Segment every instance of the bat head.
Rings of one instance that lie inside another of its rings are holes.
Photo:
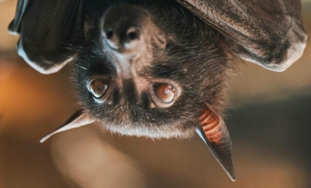
[[[185,138],[207,105],[221,111],[230,65],[216,31],[179,6],[104,13],[89,25],[74,63],[82,106],[92,119],[123,135]]]

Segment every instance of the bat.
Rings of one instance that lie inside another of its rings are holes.
[[[19,0],[9,26],[43,74],[73,63],[81,109],[41,140],[96,123],[121,135],[196,132],[232,181],[223,118],[235,57],[283,71],[307,35],[298,0]]]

**What to do:** Please rewrite the material starting at the line containing "Segment every instance of the bat." and ending at the end of the material, changing "holes" to "openings" and leaving everything else unchanged.

**Response:**
Segment every instance of the bat.
Rings of one instance that lie inside another of its rings are openings.
[[[19,0],[9,26],[43,74],[73,63],[81,109],[41,140],[96,123],[121,135],[196,132],[232,181],[223,118],[235,57],[283,71],[307,35],[298,0]]]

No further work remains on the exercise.